# WHAT THE TASK REQUIRES
Rewrite these lines with "thickest part" changed to "widest part" throughout, keeping everything else the same.

# DATASET CONTENT
* BEGIN *
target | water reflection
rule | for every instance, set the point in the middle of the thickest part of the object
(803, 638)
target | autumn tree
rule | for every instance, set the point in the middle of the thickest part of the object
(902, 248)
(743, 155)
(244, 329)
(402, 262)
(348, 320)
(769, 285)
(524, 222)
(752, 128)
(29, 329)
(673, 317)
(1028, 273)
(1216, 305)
* END *
# FINAL RESULT
target | water reflection
rule | for every instance, set the point in the middle of the widest part of the object
(803, 638)
target | autumn tree
rule | for every instance, set the point in the middle of the widest part of the object
(902, 248)
(743, 155)
(244, 329)
(402, 262)
(348, 320)
(769, 285)
(524, 222)
(752, 128)
(29, 329)
(673, 317)
(1028, 273)
(1216, 305)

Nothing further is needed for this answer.